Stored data
========

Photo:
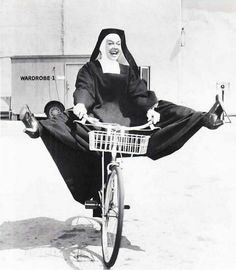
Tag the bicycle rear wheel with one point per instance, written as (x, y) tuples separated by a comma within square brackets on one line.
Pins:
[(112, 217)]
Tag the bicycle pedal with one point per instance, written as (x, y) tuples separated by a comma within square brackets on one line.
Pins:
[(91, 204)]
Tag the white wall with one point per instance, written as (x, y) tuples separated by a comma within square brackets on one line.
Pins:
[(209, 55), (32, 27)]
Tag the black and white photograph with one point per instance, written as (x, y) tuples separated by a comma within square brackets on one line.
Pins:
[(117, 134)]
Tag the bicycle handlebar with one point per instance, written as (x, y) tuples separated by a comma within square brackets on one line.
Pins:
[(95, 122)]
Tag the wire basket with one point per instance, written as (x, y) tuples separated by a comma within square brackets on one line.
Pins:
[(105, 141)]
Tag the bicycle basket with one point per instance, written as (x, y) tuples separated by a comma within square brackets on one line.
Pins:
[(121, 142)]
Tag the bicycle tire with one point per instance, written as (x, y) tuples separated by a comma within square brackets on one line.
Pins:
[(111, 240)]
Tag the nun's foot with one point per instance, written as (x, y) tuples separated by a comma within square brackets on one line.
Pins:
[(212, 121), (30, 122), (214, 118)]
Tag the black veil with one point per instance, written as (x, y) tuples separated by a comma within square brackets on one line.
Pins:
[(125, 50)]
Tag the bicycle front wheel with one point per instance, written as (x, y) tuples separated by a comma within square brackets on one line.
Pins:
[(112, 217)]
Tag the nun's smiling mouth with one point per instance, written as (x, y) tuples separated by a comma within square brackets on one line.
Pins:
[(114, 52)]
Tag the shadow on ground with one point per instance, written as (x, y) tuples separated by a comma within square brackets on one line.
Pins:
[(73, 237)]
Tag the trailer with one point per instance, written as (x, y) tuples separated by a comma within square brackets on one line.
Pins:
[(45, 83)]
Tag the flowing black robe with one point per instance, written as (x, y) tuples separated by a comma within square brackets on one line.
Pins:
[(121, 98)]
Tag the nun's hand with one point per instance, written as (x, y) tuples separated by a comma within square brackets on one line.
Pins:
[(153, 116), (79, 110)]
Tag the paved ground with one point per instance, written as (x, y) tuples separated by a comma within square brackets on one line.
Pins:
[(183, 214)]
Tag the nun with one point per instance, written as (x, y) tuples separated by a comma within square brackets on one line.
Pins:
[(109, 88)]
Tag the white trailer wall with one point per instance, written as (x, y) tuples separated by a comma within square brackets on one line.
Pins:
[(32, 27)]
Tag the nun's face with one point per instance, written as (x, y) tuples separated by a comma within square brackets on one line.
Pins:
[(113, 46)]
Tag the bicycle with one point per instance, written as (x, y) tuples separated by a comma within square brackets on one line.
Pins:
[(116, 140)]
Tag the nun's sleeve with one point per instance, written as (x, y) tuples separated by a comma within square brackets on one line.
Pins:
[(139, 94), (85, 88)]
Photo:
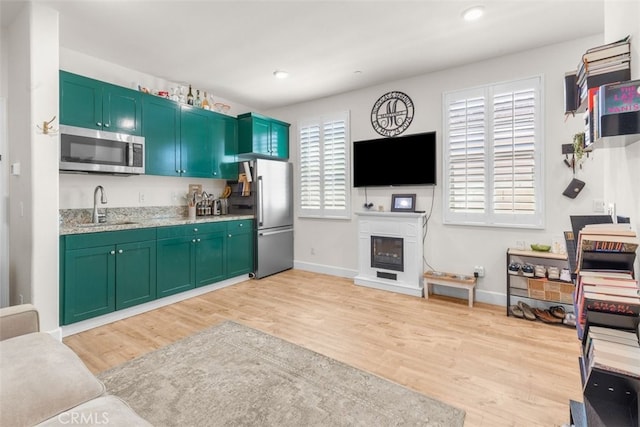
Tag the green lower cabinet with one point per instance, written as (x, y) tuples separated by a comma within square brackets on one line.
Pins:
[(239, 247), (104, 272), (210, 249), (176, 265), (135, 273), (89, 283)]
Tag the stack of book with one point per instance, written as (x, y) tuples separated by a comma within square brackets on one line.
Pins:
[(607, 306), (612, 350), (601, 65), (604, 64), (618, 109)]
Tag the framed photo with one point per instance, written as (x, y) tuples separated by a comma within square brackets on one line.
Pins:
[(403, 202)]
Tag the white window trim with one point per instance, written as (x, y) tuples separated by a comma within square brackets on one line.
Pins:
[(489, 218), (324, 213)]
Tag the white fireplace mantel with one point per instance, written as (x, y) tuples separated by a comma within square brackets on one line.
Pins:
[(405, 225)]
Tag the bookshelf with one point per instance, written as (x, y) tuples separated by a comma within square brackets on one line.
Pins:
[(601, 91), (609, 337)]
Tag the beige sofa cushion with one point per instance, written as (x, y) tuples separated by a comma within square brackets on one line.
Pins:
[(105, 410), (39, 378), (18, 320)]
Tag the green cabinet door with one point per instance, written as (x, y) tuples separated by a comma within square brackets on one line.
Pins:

========

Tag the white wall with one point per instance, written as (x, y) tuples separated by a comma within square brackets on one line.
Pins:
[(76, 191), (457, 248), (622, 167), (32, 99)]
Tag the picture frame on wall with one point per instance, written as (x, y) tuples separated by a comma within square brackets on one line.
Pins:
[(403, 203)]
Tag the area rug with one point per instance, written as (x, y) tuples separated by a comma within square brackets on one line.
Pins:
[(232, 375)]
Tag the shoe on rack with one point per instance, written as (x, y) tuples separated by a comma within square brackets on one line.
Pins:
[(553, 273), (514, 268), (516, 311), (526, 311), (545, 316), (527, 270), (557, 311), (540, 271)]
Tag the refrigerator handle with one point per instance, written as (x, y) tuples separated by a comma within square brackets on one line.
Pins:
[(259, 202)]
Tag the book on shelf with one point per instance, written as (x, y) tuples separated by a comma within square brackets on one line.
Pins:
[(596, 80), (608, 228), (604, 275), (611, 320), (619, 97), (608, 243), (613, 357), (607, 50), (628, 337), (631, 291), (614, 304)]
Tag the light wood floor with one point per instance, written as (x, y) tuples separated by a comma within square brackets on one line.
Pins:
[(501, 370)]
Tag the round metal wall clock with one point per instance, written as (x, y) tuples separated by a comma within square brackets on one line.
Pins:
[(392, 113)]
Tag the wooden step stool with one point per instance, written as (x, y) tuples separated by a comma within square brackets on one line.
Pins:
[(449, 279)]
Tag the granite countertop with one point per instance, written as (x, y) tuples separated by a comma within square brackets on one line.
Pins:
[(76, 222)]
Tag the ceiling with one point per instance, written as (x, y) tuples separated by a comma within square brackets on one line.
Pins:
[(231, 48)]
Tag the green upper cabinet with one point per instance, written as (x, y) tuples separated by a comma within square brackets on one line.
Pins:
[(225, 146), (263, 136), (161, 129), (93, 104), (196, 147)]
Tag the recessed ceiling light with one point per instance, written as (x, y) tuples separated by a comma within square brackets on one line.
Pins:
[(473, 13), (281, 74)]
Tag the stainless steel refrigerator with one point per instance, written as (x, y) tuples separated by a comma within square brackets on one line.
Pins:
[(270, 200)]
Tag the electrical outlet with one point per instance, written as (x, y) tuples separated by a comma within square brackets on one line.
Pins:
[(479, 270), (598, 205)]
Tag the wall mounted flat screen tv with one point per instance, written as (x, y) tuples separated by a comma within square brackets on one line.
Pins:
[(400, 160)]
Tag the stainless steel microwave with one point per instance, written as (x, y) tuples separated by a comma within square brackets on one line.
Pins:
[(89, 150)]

========

**Directions:** A single number is expected: how many lines of the data hold the string "cabinet".

**Answer to the problem:** 3